YOUR OBJECTIVE: Output the records, every one, exactly as given.

DATA:

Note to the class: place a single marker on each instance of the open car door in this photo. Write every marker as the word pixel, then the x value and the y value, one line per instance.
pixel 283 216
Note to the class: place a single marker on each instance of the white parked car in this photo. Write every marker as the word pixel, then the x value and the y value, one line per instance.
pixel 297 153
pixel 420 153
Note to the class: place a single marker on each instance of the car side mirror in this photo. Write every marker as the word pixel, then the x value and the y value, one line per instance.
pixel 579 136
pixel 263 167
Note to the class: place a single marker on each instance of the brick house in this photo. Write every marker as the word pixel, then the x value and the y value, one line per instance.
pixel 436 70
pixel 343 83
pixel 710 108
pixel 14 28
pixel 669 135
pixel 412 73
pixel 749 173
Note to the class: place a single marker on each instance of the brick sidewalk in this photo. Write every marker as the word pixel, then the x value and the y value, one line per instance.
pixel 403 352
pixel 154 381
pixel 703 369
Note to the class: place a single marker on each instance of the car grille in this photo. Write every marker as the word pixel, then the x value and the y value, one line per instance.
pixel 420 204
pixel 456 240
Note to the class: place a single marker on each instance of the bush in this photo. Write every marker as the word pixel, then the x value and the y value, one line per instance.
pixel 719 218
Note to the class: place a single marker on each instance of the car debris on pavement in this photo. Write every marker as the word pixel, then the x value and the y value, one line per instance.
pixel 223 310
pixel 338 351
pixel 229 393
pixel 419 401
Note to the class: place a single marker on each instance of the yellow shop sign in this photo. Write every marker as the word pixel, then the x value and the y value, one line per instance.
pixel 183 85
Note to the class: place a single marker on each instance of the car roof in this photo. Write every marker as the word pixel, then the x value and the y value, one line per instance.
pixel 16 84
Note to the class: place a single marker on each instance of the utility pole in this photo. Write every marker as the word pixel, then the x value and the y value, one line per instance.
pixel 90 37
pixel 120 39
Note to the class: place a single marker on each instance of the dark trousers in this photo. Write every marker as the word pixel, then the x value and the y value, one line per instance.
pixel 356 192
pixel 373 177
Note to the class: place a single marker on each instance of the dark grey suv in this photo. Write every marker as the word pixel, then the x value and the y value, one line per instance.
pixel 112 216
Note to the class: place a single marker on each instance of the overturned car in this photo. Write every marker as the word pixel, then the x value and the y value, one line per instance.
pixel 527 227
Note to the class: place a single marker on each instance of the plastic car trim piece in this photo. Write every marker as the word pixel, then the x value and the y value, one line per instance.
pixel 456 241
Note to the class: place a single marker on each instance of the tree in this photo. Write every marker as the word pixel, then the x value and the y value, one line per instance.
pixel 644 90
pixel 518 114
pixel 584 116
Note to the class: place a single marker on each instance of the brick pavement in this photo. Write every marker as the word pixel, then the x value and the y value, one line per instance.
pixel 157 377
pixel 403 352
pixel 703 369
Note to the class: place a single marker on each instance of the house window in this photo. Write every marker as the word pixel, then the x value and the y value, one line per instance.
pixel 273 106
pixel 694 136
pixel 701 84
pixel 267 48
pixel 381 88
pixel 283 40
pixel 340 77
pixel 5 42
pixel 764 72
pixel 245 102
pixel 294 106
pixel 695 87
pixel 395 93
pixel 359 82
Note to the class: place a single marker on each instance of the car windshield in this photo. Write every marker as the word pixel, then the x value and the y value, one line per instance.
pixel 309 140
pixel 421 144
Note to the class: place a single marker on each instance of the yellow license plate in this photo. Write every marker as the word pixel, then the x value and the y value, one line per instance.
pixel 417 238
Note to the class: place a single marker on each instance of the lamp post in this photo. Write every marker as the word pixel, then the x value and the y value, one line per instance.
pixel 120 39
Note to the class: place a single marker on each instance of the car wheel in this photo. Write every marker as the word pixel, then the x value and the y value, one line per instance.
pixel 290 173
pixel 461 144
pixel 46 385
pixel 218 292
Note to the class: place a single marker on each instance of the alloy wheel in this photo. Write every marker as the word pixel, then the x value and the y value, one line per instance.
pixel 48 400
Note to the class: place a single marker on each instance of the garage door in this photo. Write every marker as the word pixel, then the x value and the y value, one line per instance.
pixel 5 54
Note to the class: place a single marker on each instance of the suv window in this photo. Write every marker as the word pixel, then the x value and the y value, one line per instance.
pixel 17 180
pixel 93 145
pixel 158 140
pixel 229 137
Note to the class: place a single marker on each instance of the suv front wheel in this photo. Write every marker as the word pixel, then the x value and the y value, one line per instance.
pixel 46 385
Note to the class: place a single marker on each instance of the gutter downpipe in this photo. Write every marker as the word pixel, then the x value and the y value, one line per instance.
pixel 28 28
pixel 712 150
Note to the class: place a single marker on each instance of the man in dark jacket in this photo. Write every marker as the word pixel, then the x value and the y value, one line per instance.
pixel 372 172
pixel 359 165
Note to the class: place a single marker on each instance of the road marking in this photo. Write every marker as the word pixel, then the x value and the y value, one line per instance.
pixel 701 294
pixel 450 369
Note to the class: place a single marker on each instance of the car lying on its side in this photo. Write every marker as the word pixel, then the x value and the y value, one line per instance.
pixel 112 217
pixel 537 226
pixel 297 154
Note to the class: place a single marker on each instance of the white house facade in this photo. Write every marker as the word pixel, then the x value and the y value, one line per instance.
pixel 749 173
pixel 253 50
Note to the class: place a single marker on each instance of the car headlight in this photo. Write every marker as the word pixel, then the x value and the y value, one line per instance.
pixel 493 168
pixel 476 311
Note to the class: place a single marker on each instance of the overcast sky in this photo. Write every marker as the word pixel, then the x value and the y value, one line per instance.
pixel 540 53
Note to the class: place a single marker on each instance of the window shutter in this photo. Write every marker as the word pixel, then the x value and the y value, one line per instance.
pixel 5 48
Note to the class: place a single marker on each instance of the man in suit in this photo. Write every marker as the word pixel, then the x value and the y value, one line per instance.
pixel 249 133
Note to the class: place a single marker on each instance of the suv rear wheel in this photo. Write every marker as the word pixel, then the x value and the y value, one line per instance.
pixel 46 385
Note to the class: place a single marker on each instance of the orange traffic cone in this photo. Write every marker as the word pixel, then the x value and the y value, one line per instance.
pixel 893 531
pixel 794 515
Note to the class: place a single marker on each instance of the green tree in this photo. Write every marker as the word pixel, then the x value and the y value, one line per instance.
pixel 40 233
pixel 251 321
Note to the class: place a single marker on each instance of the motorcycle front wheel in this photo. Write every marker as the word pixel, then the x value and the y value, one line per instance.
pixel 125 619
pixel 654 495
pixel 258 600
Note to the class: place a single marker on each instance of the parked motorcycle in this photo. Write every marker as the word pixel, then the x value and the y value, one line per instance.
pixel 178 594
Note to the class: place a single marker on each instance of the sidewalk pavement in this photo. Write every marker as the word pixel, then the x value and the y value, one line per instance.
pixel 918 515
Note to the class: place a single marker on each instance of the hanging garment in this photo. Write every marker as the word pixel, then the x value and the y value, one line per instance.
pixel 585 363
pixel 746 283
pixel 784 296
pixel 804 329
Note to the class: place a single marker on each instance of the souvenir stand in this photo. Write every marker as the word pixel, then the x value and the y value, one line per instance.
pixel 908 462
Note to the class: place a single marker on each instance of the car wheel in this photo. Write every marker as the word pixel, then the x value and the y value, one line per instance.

EXERCISE RESPONSE:
Note to the class: place a single marker on each instance of the open car door in this photo. Write every marker as the word pixel, then the x value and the y value, one line per instance.
pixel 283 216
Note to the class: place a single marker on each instance of the white parked car in this photo. Write every marker as the word pixel, then the x value and the y value, one line per instance.
pixel 297 153
pixel 420 153
Note to the class: place a single marker on each instance of the car side mirror in this photo. Write every marker as the word pixel, then the x value and the y value, one line per instance.
pixel 579 136
pixel 263 167
Note to the class: place a single marker on each instance of the brick house in this photo. Write every marker as the word pixel, then the x value and the y value, one line per instance.
pixel 436 70
pixel 343 83
pixel 710 108
pixel 14 28
pixel 669 135
pixel 412 73
pixel 749 173
Note to the class: place a single marker on each instance of the brick sidewalk in this photo. Write every marker as the word pixel, then the x value and the y value, one line per instance.
pixel 403 352
pixel 154 381
pixel 703 369
Note to the class: place a single marker on each instance of the car grille in this photo. Write every marker as the word pixel, then the x value and the y value, one line per instance.
pixel 420 204
pixel 456 240
Note to the class: place a single marker on each instance of the bush in this photo. Write every marker as the word pixel, then the x value and the y value, one line per instance.
pixel 719 218
Note to the class: place a single marker on each instance of the car debris on pavement in this photo. Write every marker as the word pixel, then the x value and the y value, one line per instance.
pixel 223 310
pixel 338 351
pixel 229 393
pixel 419 401
Note to the class: place a single marker on each instance of the yellow shop sign in this photo. Write every marker as the word pixel, then the x value and the y value, one line per instance.
pixel 183 85
Note to the class: place a single marker on each instance of the car roof in this photo. Write every marker as the word pixel, then the x value and the y value, one line per instance.
pixel 16 84
Note to the class: place a single marker on each instance of the utility pole in this photo. Write every marker as the word pixel, then the x value and the y value, one line per instance.
pixel 90 37
pixel 120 39
Note to the class: place a single marker on each instance of the dark trousers in this photo. Write every marker as the word pixel, then the x value and the y value, one line per instance.
pixel 356 192
pixel 373 177
Note to the class: place a single marker on each instance of the dark grey suv in this photo. Write every marker as the word pixel, then the x value and the y value, one line per instance.
pixel 112 216
Note to the class: place a single marker on each instance of the overturned car in this photo. Write every marker as the word pixel, then the x value and the y value, one line per instance.
pixel 527 227
Note to the class: place a single marker on each instance of the plastic car trim piece in this photo. Write every marker as the word pixel, then the x value and the y value, one line per instance.
pixel 456 241
Note to the class: place a single marker on each instance of the tree in this photo. Write every marker as the word pixel, then the x value and the y value, one line per instance.
pixel 644 90
pixel 518 114
pixel 584 116
Note to the class: place a single marker on each instance of the brick pavement in this photo. Write every marker as the word pixel, then the x value and the y value, one line per instance.
pixel 157 377
pixel 403 352
pixel 703 369
Note to the class: place a single marker on each instance of the house window in this photo. Write every marker as the word pixel, then the x value and the y value, one line per instance.
pixel 273 106
pixel 694 136
pixel 701 84
pixel 267 48
pixel 381 88
pixel 283 40
pixel 340 77
pixel 5 42
pixel 764 72
pixel 245 102
pixel 294 106
pixel 695 87
pixel 395 93
pixel 359 82
Note to the class: place a single marker on each instance of the car windshield in this photo. Write every marker as the word pixel, then the x value and the y value, one line per instance.
pixel 309 140
pixel 421 144
Note to the class: place a single marker on each instance of the yellow license plate in this photo. Write every marker as the word pixel, then the x value and the y value, one line per instance.
pixel 417 238
Note to the class: place a single marker on each instance of the lamp post in this photo. Write every marker as the word pixel, then the x value and the y value, one line per instance.
pixel 120 39
Note to the class: place a single marker on each instance of the car wheel in this photo. Write every marker as the word pixel, then the x value and the y value, one line per instance.
pixel 290 173
pixel 461 144
pixel 46 385
pixel 218 292
Note to the class: place a single marker on each instance of the alloy wheel in this photo. Write every marker as the word pixel, then the x value and the y value, one line per instance.
pixel 48 400
Note to the class: place a single marker on each instance of the garage door in this photo. Write every marker as the word pixel, then the x value and the y value, one line per instance.
pixel 5 54
Note to the class: place a single marker on each instance of the suv window in this photo. Write every marker as the word pixel, then the x value and the y value, one line per instance.
pixel 17 180
pixel 93 145
pixel 158 140
pixel 229 137
Note to the class: place a single marker on each instance of the suv front wheel in this photo. Write every marker as the word pixel, then the x value and the y value, one line per instance.
pixel 46 385
Note to the class: place a single marker on each instance of the gutter downpipe in this photo. Write every marker as the word pixel, then the x value and the y value, one line per instance.
pixel 28 28
pixel 712 150
Note to the class: place a single marker on each instance of the man in dark jacket in this photo. Write every marker as the word pixel, then the x value and the y value, one line per instance.
pixel 372 172
pixel 359 165
Note to the class: place a single marker on each instance of the road marking in this photo. Write every marker as the word pixel, then the x value and the y value, one line per instance.
pixel 701 294
pixel 450 369
Note to the class: place a single marker on each instance of the car lying on its side in this photo. Write every marker as the word pixel, then the x value and the y value, one line per instance.
pixel 112 217
pixel 537 226
pixel 297 154
Note to the class: place a single marker on each instance of the white house facade in this photo. Write every marker as the word pixel, then the x value and the y value, one line per instance.
pixel 749 173
pixel 253 50
Note to the class: place a single marker on each instance of the car headlight in this photo. Write every marker as the word pixel, then the x value and the y value, one line per instance.
pixel 493 168
pixel 476 311
Note to the class: place a single marker on each instance of the overcast sky in this photo. Write every marker as the word pixel, then the x value and the y value, one line per instance.
pixel 540 53
Note to the class: place a single marker on each instance of the window shutter in this photo. Write every marker as the word pixel, then the x value and the y value, one line per instance.
pixel 5 48
Note to the class: place a single marker on each instance of the man in suit in this photo. Write every marker as the word pixel, then the x value and the y value, one line per instance.
pixel 249 133
Note to the class: place a single marker on each instance of the suv rear wheel in this photo. Write every marker as the word pixel, then the x value and the y value, one line per instance.
pixel 46 385
Note to the class: place a single marker on each instance of the orange traffic cone in this photo. Write every marker as the word pixel, then the x value and the y value, one line per instance.
pixel 893 531
pixel 794 515
Note to the class: place a single marker on each instance of the green tree in this photo. Write every marker as the word pixel, then the x value and the y value, one line per instance.
pixel 40 233
pixel 251 321
Note to the class: place a single marker on each instance of the motorcycle front wheel in this photo. Write every marker as the word pixel, then the x value and the y value, one line per instance.
pixel 125 619
pixel 654 495
pixel 258 600
Note to the class: place a single marker on each instance of the parked motorcycle in this photo. Write every marker as the word pixel, then the x value and the y value, one line per instance.
pixel 178 594
Note to the class: place a single marker on each instance of the sidewalk pavement in this photo. Write every marker as the word pixel, then the x value and the y value, one line per instance.
pixel 918 515
Note to the class: place a single marker on each instance of the hanging garment in this photo. Write every marker as the word pixel, then the x value and the y value, one line per instance.
pixel 585 363
pixel 746 283
pixel 784 296
pixel 804 329
Note to the class: place a single marker on each instance of the souvenir stand in this photo. Write every marker as the word pixel, then the x value and the y value, one line per instance.
pixel 908 462
Note to the class: place a single marker on each instance of the car wheel in this photo. Write every marker as the word pixel, then the x value and the y value, one line per instance.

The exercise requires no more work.